The main aim of this project is to web scrape the 'https://www.nhlbi.nih.gov/health', get the condition names, condition information, the symptoms and diagnosis, and to also convert the scraped information to a csv dataset.  

In [None]:
#Importing the necessary libraries

import pandas as pd
import requests
from bs4 import BeautifulSoup

In [None]:
#The Url of the desired website to scrape

url = 'https://www.nhlbi.nih.gov/health?page='
reponse = requests.get(url)
soup = BeautifulSoup(reponse.text, 'html.parser')

In [None]:
print(f'{reponse.status_code}, Access granted successfully')

200, Access granted successfully


In [None]:
#To scrape topic name
health_topics = []

#Fecthing all page html from 0 to 12.
for page in range(13):
    page_url = url + str(page)
    res = requests.get(page_url)

* * * *

Task 1: Reproduce the stretch of the web-scraping notebook from "url = 'https://www.nhlbi.nih.gov/health?page='" through "Access granted successfully')".
Task 2:
Answer these questions on the web-scraping notebook:
(a) Which package is BeautifulSoup imported from?
(b) Which parser is passed to BeautifulSoup?
(c) What status code appears in the printed output?
Rely on the web-scraping notebook alone.

Extracted entries:
* * * *

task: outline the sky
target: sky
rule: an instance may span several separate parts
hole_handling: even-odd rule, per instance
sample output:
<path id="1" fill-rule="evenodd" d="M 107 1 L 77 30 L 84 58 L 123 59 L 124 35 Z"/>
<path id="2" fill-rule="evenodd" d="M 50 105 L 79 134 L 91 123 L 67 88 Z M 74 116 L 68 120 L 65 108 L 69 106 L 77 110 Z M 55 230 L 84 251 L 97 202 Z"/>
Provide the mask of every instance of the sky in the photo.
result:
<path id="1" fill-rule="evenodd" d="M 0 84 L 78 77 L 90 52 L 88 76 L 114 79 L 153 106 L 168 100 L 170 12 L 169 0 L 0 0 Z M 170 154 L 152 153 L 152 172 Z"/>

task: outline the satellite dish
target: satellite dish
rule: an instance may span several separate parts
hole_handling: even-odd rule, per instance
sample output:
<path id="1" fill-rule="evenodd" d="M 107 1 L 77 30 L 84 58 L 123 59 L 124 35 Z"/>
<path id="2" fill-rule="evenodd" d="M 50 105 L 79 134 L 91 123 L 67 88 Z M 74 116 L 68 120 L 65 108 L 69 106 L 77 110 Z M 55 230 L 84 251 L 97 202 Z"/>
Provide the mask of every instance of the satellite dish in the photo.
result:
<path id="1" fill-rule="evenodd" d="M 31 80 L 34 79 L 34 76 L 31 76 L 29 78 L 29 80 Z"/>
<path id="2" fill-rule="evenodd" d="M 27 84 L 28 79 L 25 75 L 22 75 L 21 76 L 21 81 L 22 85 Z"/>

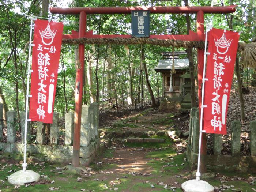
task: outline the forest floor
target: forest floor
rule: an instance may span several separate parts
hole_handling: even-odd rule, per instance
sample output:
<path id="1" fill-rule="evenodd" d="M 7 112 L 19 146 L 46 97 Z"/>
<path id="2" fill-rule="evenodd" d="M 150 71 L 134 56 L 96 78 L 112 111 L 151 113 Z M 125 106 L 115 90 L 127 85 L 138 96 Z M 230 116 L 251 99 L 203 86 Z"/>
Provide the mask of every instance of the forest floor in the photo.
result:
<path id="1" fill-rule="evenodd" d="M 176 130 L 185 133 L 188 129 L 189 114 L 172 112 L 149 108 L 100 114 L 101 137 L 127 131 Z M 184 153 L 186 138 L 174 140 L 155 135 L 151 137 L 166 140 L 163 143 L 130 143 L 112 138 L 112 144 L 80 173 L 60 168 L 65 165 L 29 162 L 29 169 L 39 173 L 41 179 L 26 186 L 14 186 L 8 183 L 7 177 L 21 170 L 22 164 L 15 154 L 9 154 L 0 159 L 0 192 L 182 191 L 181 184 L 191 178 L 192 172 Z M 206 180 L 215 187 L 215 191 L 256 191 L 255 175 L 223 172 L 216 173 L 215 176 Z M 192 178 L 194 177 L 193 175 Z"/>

* * * *

Exercise response 1:
url = 'https://www.nhlbi.nih.gov/health?page='
reponse = requests.get(url)
soup = BeautifulSoup(reponse.text, 'html.parser')

In [None]:
print(f'{reponse.status_code}, Access granted successfully')

Exercise response 2:
(a) bs4
(b) 'html.parser'
(c) 200